Dokumentauszug:
Die IHK erwartet ab 2020 am Flughafen BER ein “ernsthaftes Kapazitätsproblem“. Ein Weiterbetrieb in Tegel sei aber keine Lösung.
Die Berliner Wirtschaft verlangt von Politik und Flughafengesellschaft verstärkte Anstrengungen zum Ausbau des neuen Flughafens in Schönefeld und warnt gleichzeitig davor, Tegel offen zu halten. „Wir fordern ausreichende Passagierkapazitäten am BER“, sagte die Präsidentin der Industrie- und Handelskammer (IHK), Beatrice Kramm. Hauptgeschäftsführer Jan Eder warnte, nach den bisherigen Überlegungen für eine Erweiterung „bekommen wir zwischen 2020 und 2023 ein ernsthaftes Kapazitätsproblem“.
Diese Einschätzung deckt sich mit der des Offenbacher Flughafenplaners Dieter Faulenbach da Costa. Er geht angesichts steigender Passagierzahlen ebenfalls für die Zeit direkt nach einer BER-Eröffnung von zu wenigen Check-in-Countern, Sicherheitsschleusen und Gepäckbändern aus. Zwar gibt es noch keinen Eröffnungstermin für den BER, aber fast alle Beobachter erwarten, dass ein Start vor Mitte oder Herbst 2019 nicht möglich sein wird.

Einträge im Datensatz:
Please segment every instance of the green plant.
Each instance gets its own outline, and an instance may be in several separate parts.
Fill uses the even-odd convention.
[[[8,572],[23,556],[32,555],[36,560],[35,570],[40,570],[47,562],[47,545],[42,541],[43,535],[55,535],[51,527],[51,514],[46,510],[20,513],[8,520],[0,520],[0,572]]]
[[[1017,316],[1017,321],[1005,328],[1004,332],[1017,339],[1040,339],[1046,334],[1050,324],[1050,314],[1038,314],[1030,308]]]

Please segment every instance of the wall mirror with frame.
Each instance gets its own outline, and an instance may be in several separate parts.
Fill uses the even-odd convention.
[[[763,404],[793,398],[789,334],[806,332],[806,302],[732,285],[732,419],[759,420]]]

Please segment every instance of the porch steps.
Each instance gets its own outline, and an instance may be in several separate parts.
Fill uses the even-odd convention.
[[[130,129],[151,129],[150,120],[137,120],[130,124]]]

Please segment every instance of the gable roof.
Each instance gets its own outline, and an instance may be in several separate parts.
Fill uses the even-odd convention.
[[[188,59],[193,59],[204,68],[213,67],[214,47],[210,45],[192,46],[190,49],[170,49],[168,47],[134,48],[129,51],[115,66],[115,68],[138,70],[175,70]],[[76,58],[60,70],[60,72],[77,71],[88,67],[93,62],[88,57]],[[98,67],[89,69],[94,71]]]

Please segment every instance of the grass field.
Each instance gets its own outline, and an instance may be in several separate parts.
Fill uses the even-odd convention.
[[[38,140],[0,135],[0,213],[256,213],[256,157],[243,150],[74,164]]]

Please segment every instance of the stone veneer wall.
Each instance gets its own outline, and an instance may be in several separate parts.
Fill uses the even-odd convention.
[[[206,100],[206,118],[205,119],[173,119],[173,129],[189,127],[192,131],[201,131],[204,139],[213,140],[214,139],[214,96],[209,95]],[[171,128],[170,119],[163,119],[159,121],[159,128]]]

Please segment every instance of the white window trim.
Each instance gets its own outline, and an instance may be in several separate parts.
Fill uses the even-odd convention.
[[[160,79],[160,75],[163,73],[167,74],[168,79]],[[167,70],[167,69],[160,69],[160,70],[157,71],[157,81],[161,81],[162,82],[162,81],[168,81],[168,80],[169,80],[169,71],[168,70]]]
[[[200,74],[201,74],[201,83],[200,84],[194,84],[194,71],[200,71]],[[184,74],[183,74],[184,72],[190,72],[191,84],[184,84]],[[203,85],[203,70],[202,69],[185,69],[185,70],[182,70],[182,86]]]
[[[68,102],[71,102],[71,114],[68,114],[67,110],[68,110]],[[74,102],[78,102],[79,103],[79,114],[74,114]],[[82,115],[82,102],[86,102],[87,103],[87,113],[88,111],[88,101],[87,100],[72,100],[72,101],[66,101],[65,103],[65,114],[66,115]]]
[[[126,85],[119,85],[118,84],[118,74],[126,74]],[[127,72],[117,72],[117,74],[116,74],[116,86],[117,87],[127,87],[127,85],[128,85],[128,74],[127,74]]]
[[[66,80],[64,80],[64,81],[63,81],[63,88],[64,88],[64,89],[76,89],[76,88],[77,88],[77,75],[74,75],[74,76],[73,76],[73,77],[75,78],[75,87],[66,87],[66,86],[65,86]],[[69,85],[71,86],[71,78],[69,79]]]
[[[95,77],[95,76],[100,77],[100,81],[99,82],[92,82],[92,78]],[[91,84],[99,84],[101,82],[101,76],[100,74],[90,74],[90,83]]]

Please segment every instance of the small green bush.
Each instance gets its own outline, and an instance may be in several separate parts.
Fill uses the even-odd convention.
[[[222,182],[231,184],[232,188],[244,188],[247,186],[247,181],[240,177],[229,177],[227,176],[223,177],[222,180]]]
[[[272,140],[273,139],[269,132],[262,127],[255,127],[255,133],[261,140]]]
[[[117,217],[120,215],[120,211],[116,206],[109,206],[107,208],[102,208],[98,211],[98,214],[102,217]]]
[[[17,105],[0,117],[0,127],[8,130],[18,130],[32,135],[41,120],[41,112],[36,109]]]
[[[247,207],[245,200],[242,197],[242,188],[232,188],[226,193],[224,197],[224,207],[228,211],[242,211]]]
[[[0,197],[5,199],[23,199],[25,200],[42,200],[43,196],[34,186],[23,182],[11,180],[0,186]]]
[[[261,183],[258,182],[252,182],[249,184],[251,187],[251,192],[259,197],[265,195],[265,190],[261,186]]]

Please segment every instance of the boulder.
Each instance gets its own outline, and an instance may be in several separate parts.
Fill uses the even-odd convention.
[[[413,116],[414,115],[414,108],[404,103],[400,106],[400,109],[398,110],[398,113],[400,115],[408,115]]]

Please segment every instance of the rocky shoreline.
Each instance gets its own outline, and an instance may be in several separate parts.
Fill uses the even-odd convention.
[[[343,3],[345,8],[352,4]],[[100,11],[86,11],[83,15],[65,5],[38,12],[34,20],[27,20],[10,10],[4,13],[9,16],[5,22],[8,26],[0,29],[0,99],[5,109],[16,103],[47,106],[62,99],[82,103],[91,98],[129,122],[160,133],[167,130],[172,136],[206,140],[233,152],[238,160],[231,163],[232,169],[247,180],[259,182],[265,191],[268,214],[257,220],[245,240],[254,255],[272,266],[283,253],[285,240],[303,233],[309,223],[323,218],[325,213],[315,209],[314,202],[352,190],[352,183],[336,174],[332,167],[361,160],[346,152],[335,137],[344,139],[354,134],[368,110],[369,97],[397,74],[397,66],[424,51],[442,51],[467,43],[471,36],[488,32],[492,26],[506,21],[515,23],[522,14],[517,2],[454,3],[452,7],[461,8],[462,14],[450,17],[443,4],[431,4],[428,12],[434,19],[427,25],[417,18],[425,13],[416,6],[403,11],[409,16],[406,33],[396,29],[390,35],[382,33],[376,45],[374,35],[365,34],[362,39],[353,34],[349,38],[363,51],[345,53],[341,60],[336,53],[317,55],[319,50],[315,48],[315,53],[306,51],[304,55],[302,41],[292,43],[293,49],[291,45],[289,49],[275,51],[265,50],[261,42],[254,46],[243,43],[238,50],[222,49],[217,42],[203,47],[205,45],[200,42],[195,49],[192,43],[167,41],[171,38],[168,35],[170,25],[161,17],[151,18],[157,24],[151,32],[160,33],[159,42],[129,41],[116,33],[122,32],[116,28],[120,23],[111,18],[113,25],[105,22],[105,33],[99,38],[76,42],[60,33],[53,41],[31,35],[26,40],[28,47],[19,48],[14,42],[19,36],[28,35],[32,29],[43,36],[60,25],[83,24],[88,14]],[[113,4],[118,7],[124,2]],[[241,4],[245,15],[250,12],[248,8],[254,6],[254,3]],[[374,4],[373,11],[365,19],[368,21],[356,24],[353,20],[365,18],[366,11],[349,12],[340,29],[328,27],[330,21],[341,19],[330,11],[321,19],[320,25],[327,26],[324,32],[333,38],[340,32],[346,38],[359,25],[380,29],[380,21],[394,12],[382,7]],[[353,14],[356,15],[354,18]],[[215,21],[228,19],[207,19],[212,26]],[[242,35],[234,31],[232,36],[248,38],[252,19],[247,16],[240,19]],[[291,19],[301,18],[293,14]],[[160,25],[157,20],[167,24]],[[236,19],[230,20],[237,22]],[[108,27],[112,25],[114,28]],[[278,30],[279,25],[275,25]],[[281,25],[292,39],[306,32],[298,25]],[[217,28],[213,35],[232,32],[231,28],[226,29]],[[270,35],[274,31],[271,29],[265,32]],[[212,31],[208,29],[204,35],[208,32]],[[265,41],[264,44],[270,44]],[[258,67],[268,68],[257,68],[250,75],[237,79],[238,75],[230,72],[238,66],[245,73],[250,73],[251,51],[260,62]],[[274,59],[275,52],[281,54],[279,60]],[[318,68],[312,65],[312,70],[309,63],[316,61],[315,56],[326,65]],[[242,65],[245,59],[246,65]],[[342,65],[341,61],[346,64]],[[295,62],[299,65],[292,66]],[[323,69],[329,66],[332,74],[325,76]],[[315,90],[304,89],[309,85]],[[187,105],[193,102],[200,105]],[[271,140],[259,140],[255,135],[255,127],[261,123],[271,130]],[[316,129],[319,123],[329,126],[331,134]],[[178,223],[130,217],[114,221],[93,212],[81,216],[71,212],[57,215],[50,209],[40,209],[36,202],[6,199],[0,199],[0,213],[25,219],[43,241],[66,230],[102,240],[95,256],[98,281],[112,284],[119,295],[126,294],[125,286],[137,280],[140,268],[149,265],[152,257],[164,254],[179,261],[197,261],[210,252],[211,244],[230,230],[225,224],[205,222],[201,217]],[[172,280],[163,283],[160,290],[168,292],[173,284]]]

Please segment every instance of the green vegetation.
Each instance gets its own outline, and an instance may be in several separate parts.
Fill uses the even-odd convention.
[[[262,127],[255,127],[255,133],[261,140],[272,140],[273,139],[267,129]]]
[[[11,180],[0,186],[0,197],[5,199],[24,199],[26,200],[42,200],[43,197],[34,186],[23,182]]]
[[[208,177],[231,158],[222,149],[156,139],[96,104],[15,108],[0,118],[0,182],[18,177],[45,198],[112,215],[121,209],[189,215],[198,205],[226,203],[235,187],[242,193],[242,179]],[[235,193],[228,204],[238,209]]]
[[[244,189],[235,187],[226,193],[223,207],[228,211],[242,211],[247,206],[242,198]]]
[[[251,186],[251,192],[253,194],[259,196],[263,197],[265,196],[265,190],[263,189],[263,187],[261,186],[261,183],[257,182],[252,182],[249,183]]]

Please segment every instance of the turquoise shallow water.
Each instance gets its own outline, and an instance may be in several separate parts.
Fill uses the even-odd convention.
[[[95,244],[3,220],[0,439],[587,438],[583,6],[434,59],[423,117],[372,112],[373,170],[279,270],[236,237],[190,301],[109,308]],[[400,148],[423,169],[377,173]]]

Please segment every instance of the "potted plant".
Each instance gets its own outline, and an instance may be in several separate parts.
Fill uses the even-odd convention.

Aufgaben:
1/ Überarbeite im Dokumentauszug den Abschnitt von „Diese Einschätzung deckt“ bis einschließlich „möglich sein wird.“, indem du „Check-in-Countern“ durch „Abfertigungsschaltern“ ersetzt, und gib diesen Abschnitt vollständig wieder.
2/ Wer ist laut dem Dokumentauszug die Präsidentin der Industrie- und Handelskammer?
Die Daten werden zur Bearbeitung nicht gebraucht.

Antworten je Aufgabe:
1/
Diese Einschätzung deckt sich mit der des Offenbacher Flughafenplaners Dieter Faulenbach da Costa. Er geht angesichts steigender Passagierzahlen ebenfalls für die Zeit direkt nach einer BER-Eröffnung von zu wenigen Abfertigungsschaltern, Sicherheitsschleusen und Gepäckbändern aus. Zwar gibt es noch keinen Eröffnungstermin für den BER, aber fast alle Beobachter erwarten, dass ein Start vor Mitte oder Herbst 2019 nicht möglich sein wird.

2/ Beatrice Kramm.